Work required
Give every entry again, unchanged, and leave its images out.

The input

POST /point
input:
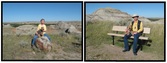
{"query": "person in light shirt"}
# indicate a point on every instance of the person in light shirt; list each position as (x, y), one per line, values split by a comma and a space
(41, 25)
(137, 29)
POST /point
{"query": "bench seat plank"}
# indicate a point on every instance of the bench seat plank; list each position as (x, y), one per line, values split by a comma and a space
(121, 35)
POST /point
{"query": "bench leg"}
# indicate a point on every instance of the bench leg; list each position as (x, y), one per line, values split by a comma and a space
(140, 44)
(113, 39)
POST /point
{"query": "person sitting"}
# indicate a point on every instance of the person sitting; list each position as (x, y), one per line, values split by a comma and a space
(41, 28)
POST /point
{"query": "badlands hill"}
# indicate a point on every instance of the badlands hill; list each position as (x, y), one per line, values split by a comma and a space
(111, 14)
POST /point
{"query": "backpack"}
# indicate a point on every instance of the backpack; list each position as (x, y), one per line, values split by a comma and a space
(138, 25)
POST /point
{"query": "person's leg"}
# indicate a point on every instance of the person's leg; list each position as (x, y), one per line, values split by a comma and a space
(126, 45)
(47, 36)
(34, 39)
(136, 37)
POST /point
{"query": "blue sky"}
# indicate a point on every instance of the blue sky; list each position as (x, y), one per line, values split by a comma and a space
(36, 11)
(142, 9)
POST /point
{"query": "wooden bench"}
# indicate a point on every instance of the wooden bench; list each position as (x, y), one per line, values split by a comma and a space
(122, 29)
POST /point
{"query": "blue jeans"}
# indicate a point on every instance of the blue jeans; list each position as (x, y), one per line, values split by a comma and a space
(36, 36)
(126, 45)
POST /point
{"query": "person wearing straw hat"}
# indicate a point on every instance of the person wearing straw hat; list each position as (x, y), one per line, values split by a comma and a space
(137, 29)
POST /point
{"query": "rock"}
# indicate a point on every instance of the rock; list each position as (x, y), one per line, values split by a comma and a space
(7, 25)
(26, 30)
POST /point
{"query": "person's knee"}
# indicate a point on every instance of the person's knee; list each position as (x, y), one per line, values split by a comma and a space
(125, 36)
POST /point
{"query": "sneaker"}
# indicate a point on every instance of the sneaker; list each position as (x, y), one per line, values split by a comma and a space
(125, 50)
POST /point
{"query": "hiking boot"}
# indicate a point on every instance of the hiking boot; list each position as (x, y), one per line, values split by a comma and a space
(135, 54)
(125, 50)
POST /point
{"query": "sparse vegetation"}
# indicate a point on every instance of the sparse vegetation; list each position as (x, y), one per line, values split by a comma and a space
(96, 35)
(18, 47)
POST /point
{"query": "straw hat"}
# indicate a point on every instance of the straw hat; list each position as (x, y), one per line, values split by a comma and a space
(135, 15)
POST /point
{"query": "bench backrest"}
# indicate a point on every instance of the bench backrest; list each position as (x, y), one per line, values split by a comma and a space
(122, 28)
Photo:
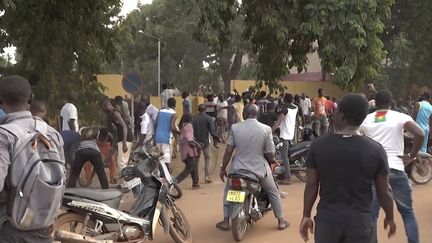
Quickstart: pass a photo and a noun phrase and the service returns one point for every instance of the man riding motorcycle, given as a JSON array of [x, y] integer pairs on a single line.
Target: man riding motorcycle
[[253, 142]]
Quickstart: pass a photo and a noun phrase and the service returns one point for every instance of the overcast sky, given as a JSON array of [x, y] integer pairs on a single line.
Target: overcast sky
[[128, 6]]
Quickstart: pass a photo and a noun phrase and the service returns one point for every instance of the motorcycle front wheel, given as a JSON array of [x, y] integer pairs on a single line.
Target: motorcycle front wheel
[[180, 229], [421, 172], [239, 224], [74, 223], [175, 191]]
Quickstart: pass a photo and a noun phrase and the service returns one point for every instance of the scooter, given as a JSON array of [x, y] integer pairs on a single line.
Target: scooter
[[297, 157], [94, 213], [248, 203]]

The result
POST /point
input:
{"query": "person in light shirt"}
# indicate a point on every instance of the person in light shirt; list each position as (x, y), one per line, values split by a comma and a space
(41, 25)
(137, 29)
POST /point
{"query": "bench seat plank"}
# indicate a point on every instance of the bench seat plank; list each position as (x, y), one per line, values split by a comma and a space
(121, 35)
POST /point
{"query": "bench leg"}
# indicate a point on every instance of the bench leg; list each position as (x, y), one per line, values split by a comma and a space
(140, 44)
(113, 39)
POST /point
{"query": "person sitting"}
# indicate a point on every instance of the person sitting; list each position as (x, y), one per line, values split by a comma and a space
(41, 28)
POST /point
{"query": "badlands hill"}
# indicate a point on every instance of the badlands hill; list each position as (x, y), one per line, values split by a comma and a space
(111, 14)
POST /point
{"query": "backpack"}
# indicate a point on every instance of the backpack; list each position as (x, y), one per line, values split by a comma and a space
(138, 25)
POST /point
{"query": "person's leg"}
# indicate a point on every instance of the person's leg; list each position as (x, y), one per line, values split by a comma and a space
(126, 45)
(47, 36)
(34, 39)
(136, 37)
POST /point
{"query": "blue sky"}
# indicate a point on every instance of the blue sky; list each position as (x, y), one per line, values split by a comma and a space
(36, 11)
(142, 9)
POST /point
{"query": "wooden bench"}
# indicate a point on every instance of the wooden bench; list each position as (x, y), one per line, values split by a comma and a space
(122, 29)
POST /point
{"query": "blue jeans"}
# indicate a point on every instance of the blue jeans; list each position as (x, y), one per line, values split by a comma and a space
(36, 36)
(126, 45)
POST /point
{"query": "person wearing straw hat"}
# indicate a point on every instance of the person wearing straw hat; list each position as (x, y), one per line, values split by a comma and a space
(137, 29)
POST /point
{"query": "rock"}
# indicate a point on every instance of the rock; list each position as (x, y), one per line, values split by a comma and a space
(7, 25)
(26, 30)
POST /point
{"query": "person's knee"}
# indicate a point on every instance of the person's knee; list each position as (x, y), one per line, values split by a comma and a space
(125, 36)
POST /point
{"query": "sneaker"}
# indicate a point on every instance of the sneaker; list each position as (x, y), one per line, values split by a comma and a space
(125, 50)
POST /point
{"query": "hiking boot"}
# indicate a point on every instance of the hiking boot; list each position as (x, y), one per line, values split by a comma and a space
(135, 54)
(125, 50)
POST /point
{"query": "sparse vegetation"}
# indicate a point on every instance of the sparse vegetation; list each position as (x, y), one per line, values split by a comma and a space
(96, 35)
(18, 47)
POST /point
{"query": "straw hat"}
# indicate a point on every instance of the straw hat; list each position as (x, y), one per line, values split by a comma and a space
(135, 15)
POST /point
{"query": "bench backrest"}
# indicate a point on every instance of the bench backrest; list each position as (x, y), one per line, values split by a comma and a space
(122, 28)
Photo:
Quickstart: pass a photo and a noun phrase and the service returns one point for every instance of the man riding motorcycle, given as a JSON array of [x, y] integer pairs on a single line.
Target: man riding motorcycle
[[253, 142]]
Quickstart: pass a photo and a noun phrase and the service returns one point for every instance of the overcast sky, given as a JSON array of [x, y] integer pairs on a single line.
Target: overcast sky
[[128, 6]]
Quickstart: pass a photo and a noun phrase and the service returns one point for every instance of the motorcycle front wheel, given as a JSON array of [x, y] integer pairs on a single line.
Target: motorcycle front wheel
[[180, 229], [421, 172], [239, 224], [74, 223], [175, 191]]
Quickstart: pass a photo and a noun phrase and the service returns one point for every instance of the scooter, given as a JSON array of [x, y] integer pairs on a single line.
Target: scooter
[[297, 157], [94, 213], [248, 203]]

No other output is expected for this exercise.